## begin

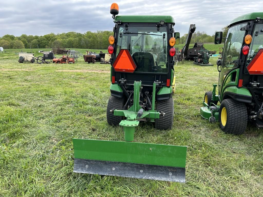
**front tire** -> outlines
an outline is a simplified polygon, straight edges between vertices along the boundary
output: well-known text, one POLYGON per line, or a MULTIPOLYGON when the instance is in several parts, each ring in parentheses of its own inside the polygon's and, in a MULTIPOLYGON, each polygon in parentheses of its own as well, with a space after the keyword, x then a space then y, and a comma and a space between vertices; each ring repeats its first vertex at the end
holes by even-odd
POLYGON ((224 100, 219 110, 220 128, 224 132, 236 135, 243 134, 247 124, 246 105, 232 98, 224 100))
POLYGON ((122 116, 114 116, 110 110, 113 109, 122 109, 123 108, 124 99, 113 96, 110 96, 109 99, 107 106, 107 121, 108 124, 112 125, 117 125, 122 120, 122 116))
POLYGON ((171 129, 174 119, 174 100, 170 98, 167 100, 157 101, 156 110, 165 113, 164 116, 155 120, 155 128, 158 129, 171 129))

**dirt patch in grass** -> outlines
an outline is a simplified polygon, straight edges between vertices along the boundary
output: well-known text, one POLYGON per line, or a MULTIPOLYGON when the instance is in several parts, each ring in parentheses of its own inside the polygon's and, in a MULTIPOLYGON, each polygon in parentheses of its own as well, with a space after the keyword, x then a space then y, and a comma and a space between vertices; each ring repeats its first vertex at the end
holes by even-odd
POLYGON ((32 71, 34 70, 32 69, 6 69, 2 68, 0 69, 0 70, 3 70, 3 71, 32 71))
POLYGON ((110 71, 109 70, 58 70, 57 71, 58 72, 102 72, 105 73, 110 73, 110 71))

## end

Problem to solve> Lay out every line of the entries above as a numbered list, omitting blank lines and leaving the pictures out of the answer.

Result below>
1. **front tire** -> outlines
2. an outline is a simplified polygon, straight edges between vertices along the boundary
3. output: well-known text, one POLYGON per line, or a MULTIPOLYGON when the instance is in several parts, each ring in parentheses of its own inside the polygon's and, in a MULTIPOLYGON, each polygon in parentheses of its own as well, with a space after the keyword, x then a space then y, and a comma and a space between vertices; each ring repeats its first vertex at the end
4. holes by even-odd
5. POLYGON ((224 100, 219 110, 220 128, 224 132, 236 135, 243 134, 247 124, 246 105, 232 98, 224 100))
6. POLYGON ((122 116, 114 116, 110 110, 113 109, 122 109, 123 108, 124 99, 113 96, 110 96, 109 99, 107 106, 107 121, 108 124, 112 125, 117 125, 122 120, 122 116))
7. POLYGON ((171 129, 174 119, 174 100, 170 98, 167 100, 157 101, 156 110, 165 113, 164 116, 155 120, 155 128, 158 129, 171 129))
8. **dirt patch in grass** -> outlines
9. an outline is a simplified polygon, straight edges between vertices along the boundary
10. output: well-known text, one POLYGON per line, or a MULTIPOLYGON when the instance is in several parts, each ring in parentheses of its own inside the polygon's and, in a MULTIPOLYGON, each polygon in parentheses of its own as well, with a space after the keyword, x then a space then y, and a comma and a space between vertices; each ring repeats its first vertex at the end
11. holes by even-odd
12. POLYGON ((32 71, 34 70, 32 69, 6 69, 2 68, 0 69, 0 70, 3 70, 3 71, 32 71))
13. POLYGON ((110 71, 109 70, 58 70, 57 71, 58 72, 102 72, 105 73, 110 73, 110 71))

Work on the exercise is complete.